Job: Exact copy, no pictures: output all the records that follow.

Segmentation mask data:
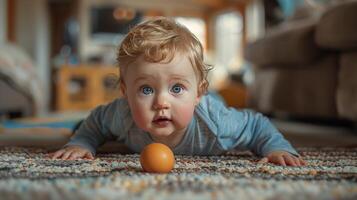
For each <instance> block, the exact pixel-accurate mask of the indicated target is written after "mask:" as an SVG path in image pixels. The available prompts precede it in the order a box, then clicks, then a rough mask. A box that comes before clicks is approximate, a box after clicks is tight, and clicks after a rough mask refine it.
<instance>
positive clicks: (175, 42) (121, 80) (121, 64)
mask: <svg viewBox="0 0 357 200" xmlns="http://www.w3.org/2000/svg"><path fill="white" fill-rule="evenodd" d="M176 53H182V54H183V55H186V56H188V58H189V60H190V62H191V64H192V66H193V68H194V71H195V73H196V76H197V77H198V80H199V85H198V91H199V94H203V93H205V92H206V91H207V88H208V80H207V74H208V71H209V70H210V69H211V67H210V66H209V65H206V64H205V63H204V61H203V47H202V44H201V43H200V42H199V40H198V39H197V38H196V37H195V36H194V35H193V34H192V33H191V32H190V31H189V30H188V29H187V28H186V27H184V26H183V25H180V24H179V23H177V22H176V21H174V20H173V19H170V18H165V17H157V18H153V19H150V20H147V21H144V22H142V23H140V24H138V25H136V26H135V27H133V28H132V29H131V30H130V32H129V33H128V34H127V36H126V37H125V38H124V40H123V41H122V43H121V45H120V46H119V50H118V54H117V62H118V64H119V69H120V74H125V73H124V72H125V70H126V68H127V67H128V66H129V65H130V64H131V63H132V62H134V61H135V60H137V59H138V58H139V57H141V56H143V59H144V60H145V61H147V62H153V63H159V62H160V63H169V62H171V60H172V59H173V58H174V56H175V54H176ZM120 81H123V80H122V79H121V80H120Z"/></svg>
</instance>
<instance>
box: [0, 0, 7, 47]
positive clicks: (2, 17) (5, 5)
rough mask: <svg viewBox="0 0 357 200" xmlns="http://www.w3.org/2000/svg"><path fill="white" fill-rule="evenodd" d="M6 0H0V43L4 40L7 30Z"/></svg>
mask: <svg viewBox="0 0 357 200" xmlns="http://www.w3.org/2000/svg"><path fill="white" fill-rule="evenodd" d="M6 2H7V0H0V43H1V42H5V41H6V32H7V23H6V22H7V17H6V16H7V12H6V8H7V3H6Z"/></svg>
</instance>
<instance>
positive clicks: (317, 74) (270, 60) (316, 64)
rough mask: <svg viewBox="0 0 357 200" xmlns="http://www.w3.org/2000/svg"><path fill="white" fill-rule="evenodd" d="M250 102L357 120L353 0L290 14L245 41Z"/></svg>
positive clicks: (355, 26) (356, 92)
mask: <svg viewBox="0 0 357 200" xmlns="http://www.w3.org/2000/svg"><path fill="white" fill-rule="evenodd" d="M245 58H246V59H247V60H248V61H249V62H250V63H252V65H253V66H254V72H255V81H254V83H253V84H252V85H251V86H250V87H249V90H248V91H249V94H248V96H249V99H248V104H249V106H250V107H253V108H254V109H257V110H259V111H261V112H264V113H269V114H277V115H278V114H284V115H288V116H296V117H306V118H318V119H347V120H352V121H357V1H356V0H354V1H346V2H343V3H339V4H334V5H330V6H329V7H328V8H327V9H326V10H325V11H324V12H323V13H322V14H321V15H320V16H318V17H310V18H308V19H298V20H291V21H289V22H286V23H283V24H282V25H279V26H277V27H275V28H274V29H272V30H271V31H269V33H267V34H266V36H264V37H263V38H260V39H258V40H256V41H254V42H252V43H250V44H248V45H247V48H246V49H245Z"/></svg>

Task output:
For each <instance> block, the exact pixel-accurate mask of the indicated target is written after "mask:" as an SVG path in image pixels. The available prompts precede it in the order a box, then clicks, then a rough mask. A box that comes before clicks is approximate, a box after clicks is tight, and clicks after a rough mask refine it.
<instance>
positive clicks: (175, 42) (121, 80) (121, 64)
mask: <svg viewBox="0 0 357 200" xmlns="http://www.w3.org/2000/svg"><path fill="white" fill-rule="evenodd" d="M176 53H182V54H183V55H186V56H188V58H189V60H190V62H191V64H192V66H193V68H194V71H195V73H196V76H197V77H198V80H199V85H198V91H199V94H203V93H205V92H206V91H207V88H208V80H207V74H208V71H209V70H210V69H211V67H210V66H209V65H206V64H205V63H204V61H203V47H202V44H201V43H200V42H199V40H198V39H197V38H196V37H195V36H194V35H193V34H192V33H191V32H190V31H189V30H188V29H187V28H186V27H184V26H183V25H180V24H179V23H177V22H176V21H174V20H173V19H170V18H165V17H157V18H153V19H150V20H147V21H144V22H142V23H140V24H138V25H136V26H135V27H133V28H132V29H131V30H130V32H129V33H128V34H127V36H126V37H125V38H124V40H123V41H122V43H121V45H120V46H119V50H118V54H117V62H118V64H119V69H120V74H125V73H124V72H125V70H126V68H127V67H128V66H129V65H130V64H131V63H132V62H134V61H135V60H137V59H138V58H139V57H141V56H143V59H144V60H145V61H147V62H153V63H159V62H160V63H169V62H171V60H172V59H173V58H174V56H175V54H176ZM120 81H123V80H122V79H121V80H120Z"/></svg>
</instance>
<instance>
box: [0, 0, 7, 47]
positive clicks: (2, 17) (5, 5)
rough mask: <svg viewBox="0 0 357 200" xmlns="http://www.w3.org/2000/svg"><path fill="white" fill-rule="evenodd" d="M6 0H0V43L4 40L7 30Z"/></svg>
mask: <svg viewBox="0 0 357 200" xmlns="http://www.w3.org/2000/svg"><path fill="white" fill-rule="evenodd" d="M6 2H7V0H0V43H1V42H5V41H6V32H7V23H6V22H7V17H6V16H7V12H6V8H7V3H6Z"/></svg>
</instance>
<instance>
positive clicks: (317, 74) (270, 60) (316, 64)
rough mask: <svg viewBox="0 0 357 200" xmlns="http://www.w3.org/2000/svg"><path fill="white" fill-rule="evenodd" d="M250 102L357 120L353 0L290 14L245 41Z"/></svg>
positive clicks: (355, 26) (356, 92)
mask: <svg viewBox="0 0 357 200" xmlns="http://www.w3.org/2000/svg"><path fill="white" fill-rule="evenodd" d="M245 58H246V59H247V60H248V61H249V62H250V63H252V65H253V66H254V72H255V81H254V83H253V84H252V85H251V86H250V87H249V90H248V91H249V94H248V96H249V99H248V104H249V106H250V107H253V108H254V109H257V110H259V111H261V112H264V113H269V114H277V115H278V114H284V115H288V116H296V117H306V118H318V119H347V120H352V121H357V1H356V0H354V1H346V2H343V3H339V4H334V5H330V6H329V7H328V8H327V9H326V10H325V11H324V12H323V13H322V14H321V15H320V16H318V17H310V18H308V19H298V20H291V21H289V22H286V23H283V24H282V25H279V26H277V27H275V28H274V29H272V30H271V31H269V33H267V34H266V36H264V37H263V38H260V39H258V40H256V41H254V42H252V43H250V44H248V45H247V48H246V49H245Z"/></svg>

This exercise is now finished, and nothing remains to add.